Copy the material from the line containing "white baseboard --all-instances" through the end of the material, keeping every request and format sample unchanged. In the answers only, multiply each outline coordinate by 0.3 and round it to a whole number, with halves rounded up.

— start of Data rows —

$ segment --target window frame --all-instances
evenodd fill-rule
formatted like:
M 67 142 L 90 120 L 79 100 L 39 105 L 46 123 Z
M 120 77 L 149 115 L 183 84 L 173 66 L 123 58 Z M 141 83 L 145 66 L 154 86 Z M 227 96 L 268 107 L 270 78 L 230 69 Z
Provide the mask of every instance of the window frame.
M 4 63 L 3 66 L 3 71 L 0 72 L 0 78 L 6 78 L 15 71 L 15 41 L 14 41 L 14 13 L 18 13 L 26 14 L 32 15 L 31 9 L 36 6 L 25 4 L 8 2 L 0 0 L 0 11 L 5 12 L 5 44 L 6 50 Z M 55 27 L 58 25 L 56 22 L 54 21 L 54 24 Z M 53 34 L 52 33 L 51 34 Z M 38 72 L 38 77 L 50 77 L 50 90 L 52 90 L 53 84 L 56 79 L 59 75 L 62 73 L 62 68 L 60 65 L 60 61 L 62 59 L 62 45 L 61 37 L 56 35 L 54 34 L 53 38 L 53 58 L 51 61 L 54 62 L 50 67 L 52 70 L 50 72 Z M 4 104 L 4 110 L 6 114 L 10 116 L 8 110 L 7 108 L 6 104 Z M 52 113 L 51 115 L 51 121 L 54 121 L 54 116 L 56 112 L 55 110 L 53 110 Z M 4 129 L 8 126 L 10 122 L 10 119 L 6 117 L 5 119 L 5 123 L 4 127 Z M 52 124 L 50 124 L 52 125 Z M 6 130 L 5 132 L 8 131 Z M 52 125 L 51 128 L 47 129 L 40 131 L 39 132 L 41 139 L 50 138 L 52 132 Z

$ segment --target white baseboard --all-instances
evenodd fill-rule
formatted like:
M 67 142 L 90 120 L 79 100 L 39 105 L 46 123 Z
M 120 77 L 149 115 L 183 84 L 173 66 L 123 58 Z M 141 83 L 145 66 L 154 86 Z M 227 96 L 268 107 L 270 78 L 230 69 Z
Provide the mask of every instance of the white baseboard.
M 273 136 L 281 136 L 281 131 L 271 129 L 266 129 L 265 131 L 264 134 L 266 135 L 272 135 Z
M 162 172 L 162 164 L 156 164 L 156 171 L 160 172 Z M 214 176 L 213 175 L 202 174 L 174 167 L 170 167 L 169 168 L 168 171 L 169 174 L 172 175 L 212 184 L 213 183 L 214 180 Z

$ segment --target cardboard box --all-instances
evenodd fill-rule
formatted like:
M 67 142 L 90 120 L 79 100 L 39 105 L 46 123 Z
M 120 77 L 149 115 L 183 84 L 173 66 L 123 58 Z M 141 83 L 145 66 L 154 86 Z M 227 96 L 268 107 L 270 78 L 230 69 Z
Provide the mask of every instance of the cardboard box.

— end of Data rows —

_Response_
$ segment --target white baseboard --all-instances
evenodd fill-rule
formatted like:
M 67 142 L 90 120 L 79 100 L 39 105 L 46 123 Z
M 120 77 L 149 115 L 183 84 L 173 66 L 123 58 Z M 141 83 L 145 66 L 154 86 Z M 227 96 L 268 107 L 270 78 L 230 69 Z
Provide the mask of every instance of the white baseboard.
M 82 41 L 84 41 L 84 39 L 81 39 L 80 39 L 80 39 L 79 40 L 80 41 L 82 41 Z
M 49 52 L 49 49 L 47 49 L 47 51 L 48 52 Z M 64 53 L 64 53 L 61 52 L 52 50 L 51 50 L 51 50 L 50 51 L 51 52 L 52 53 L 64 55 L 64 55 L 64 54 Z

$ segment --target cardboard box --all-instances
evenodd fill-rule
formatted like:
M 67 142 L 90 120 L 79 100 L 39 105 L 46 123 Z
M 120 77 L 149 115 L 183 84 L 173 66 L 123 58 Z M 141 83 L 145 66 L 154 86 Z M 227 96 L 268 107 L 270 78 L 230 69 Z
Provide the mask of every instance of the cardboard box.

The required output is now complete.